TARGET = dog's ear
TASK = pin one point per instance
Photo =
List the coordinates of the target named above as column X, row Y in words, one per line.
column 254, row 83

.....

The request>
Recast the records above as a two-column CSV with the header row input,output. Give each record one row, with its text in the input field and its answer in the output field, each field in double quotes and with line breaks replaced by spaces.

Right answer>
input,output
"TARGET = dog's ear TASK = pin one point per instance Photo = List the coordinates of the target named above as column X, row Y in words, one per line.","column 254, row 83"